##### Record list #####

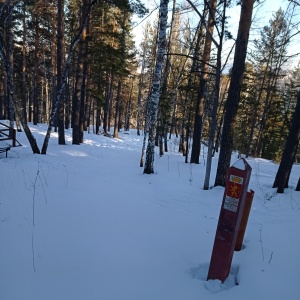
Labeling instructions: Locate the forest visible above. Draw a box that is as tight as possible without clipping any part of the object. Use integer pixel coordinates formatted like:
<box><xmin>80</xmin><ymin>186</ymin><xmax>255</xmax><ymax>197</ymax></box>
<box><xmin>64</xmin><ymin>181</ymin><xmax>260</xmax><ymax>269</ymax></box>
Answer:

#####
##### Record list #####

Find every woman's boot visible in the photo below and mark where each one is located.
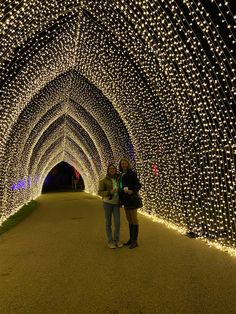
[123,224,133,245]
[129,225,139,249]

#####

● **What is expected**
Please rewrite the part of the records that opens with the line containing "Find every woman's" and closes with the line containing "[129,225,139,249]", changing "boot" to "shoe" and keeping everything else the same. Leave the pictures out of your answer.

● **Task output**
Find every woman's shoe visible in the photo below and mark where each one is located.
[123,224,133,245]
[129,225,139,249]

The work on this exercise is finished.